_Extracted text_

= Beginning of Section =

In the case of 'Sivan', K happened to be the most important nutrient since when it was absent, the values of firmness were the lowest in all the Ca concentrations employed (Figure 1b). Firmness generally increased in the two varieties with the highest K:Ca combined doses (1.0:2.0 and 1.8:2.0) (Figure 1a, b). The firmness in fruit was apparently more connected with the pulp or mesocarp thickness (PT) than with the pericarp or rind (RT). This assumption is mainly derived from the results obtained with 'Sivan', in which a proportional relation between the increase in firmness (Figure 1b) and the thickness of the rind (Figure 1f) was observed as a consequence of increasing the concentration of K:Ca. This possible relation is more evident when analyzing PT in the 'Sivan' since the treatments without K exhibited the lowest thickness (Figure 1d). Although less evident, the same tendency can also be observed in 'Honey Dew Green Flesh' (Figure 1c).

When analyzing the results of the concentration of total soluble solids (TSS) with respect to K, there was a general increase in 'Sivan' (Figure 1h). This is how, in all the treatments in which K was not applied, the concentration of TSS was the lowest, regardless of the concentration of Ca.

= End of Section =

_The data_
= Beginning of Section =

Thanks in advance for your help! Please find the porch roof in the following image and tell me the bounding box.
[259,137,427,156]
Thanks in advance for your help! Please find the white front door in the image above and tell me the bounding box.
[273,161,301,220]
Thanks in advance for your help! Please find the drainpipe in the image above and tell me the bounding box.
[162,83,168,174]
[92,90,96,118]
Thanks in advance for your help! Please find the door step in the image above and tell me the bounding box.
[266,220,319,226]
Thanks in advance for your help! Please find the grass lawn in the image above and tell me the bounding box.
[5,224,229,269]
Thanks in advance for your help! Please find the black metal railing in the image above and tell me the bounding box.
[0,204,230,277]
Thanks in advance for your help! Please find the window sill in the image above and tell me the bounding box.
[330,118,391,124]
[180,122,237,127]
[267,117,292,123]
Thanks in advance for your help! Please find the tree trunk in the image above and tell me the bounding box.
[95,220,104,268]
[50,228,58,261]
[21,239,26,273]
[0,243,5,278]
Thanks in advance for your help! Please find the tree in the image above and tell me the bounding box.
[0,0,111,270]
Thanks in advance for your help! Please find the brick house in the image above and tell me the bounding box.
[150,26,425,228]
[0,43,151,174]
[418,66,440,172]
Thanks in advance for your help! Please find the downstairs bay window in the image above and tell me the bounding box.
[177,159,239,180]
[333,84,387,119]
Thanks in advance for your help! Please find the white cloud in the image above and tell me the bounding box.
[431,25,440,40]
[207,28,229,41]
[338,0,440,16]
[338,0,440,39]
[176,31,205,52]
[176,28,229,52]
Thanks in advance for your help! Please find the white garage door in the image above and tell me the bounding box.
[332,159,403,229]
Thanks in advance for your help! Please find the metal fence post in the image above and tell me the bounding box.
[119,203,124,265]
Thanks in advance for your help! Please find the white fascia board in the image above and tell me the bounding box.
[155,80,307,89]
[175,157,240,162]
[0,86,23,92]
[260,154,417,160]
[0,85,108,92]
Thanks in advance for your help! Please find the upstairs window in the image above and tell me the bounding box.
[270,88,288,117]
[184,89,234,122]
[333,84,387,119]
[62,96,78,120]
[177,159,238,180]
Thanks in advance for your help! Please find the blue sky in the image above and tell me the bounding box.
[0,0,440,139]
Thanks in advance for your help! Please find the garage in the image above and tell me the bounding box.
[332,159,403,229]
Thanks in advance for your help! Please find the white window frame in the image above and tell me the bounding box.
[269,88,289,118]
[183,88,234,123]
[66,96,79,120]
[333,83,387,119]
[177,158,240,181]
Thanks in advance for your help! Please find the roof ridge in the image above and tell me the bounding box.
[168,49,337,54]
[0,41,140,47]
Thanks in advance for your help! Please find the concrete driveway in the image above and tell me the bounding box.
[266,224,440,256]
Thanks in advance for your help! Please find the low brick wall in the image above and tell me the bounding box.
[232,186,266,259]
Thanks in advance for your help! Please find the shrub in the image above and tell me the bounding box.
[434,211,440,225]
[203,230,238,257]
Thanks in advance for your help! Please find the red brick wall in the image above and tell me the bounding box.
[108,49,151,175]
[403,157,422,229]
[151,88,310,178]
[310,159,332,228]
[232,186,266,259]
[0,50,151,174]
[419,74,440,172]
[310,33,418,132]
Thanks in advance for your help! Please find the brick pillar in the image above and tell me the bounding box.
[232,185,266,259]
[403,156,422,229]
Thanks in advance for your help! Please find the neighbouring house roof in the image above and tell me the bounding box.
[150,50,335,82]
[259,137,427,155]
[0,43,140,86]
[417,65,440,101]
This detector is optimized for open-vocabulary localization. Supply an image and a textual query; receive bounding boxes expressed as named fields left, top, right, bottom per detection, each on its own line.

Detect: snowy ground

= End of Section =

_Tasks for this exercise_
**A.** Answer these about the passage on K and Ca doses in fruit:
(i) Which two K:Ca combined doses generally gave the highest firmness in the two varieties?
(ii) In 'Sivan', which treatments showed the lowest pulp thickness?
(iii) In 'Sivan', when was the concentration of total soluble solids the lowest?
**B.** Resume the passage on K and Ca doses in fruit, picking up after its last sentence.

_Results_
**A.**
(i) 1.0:2.0 and 1.8:2.0
(ii) The treatments without K
(iii) In all the treatments in which K was not applied, regardless of the concentration of Ca

**B.**
In 'Honey Dew Green Flesh', the difference in the concentration of TSS between the treatment without K and Ca and the treatment which had the highest concentrations of these elements was great (1.8:2.0) this difference being almost 6% of TSS (Figure 1g). The highest levels of TSS were obtained in fruits with the highest concentrations of K and Ca (1.0:2.0 and 1.8:2.0). This increase in the concentration of sugars in the fruit may have been due to the role that K plays in the apoplastic co-transport during the sucrose charge from the mesophile to the phloem, mediated by ATPase enzymes (Le Bot et al., 1994). Other results would confirm the positive effect of a K increase upon the TSS of this species, as has been documented by several authors (Lin, Huang and Wang, 2004; Demiral and Koseoglu, 2005).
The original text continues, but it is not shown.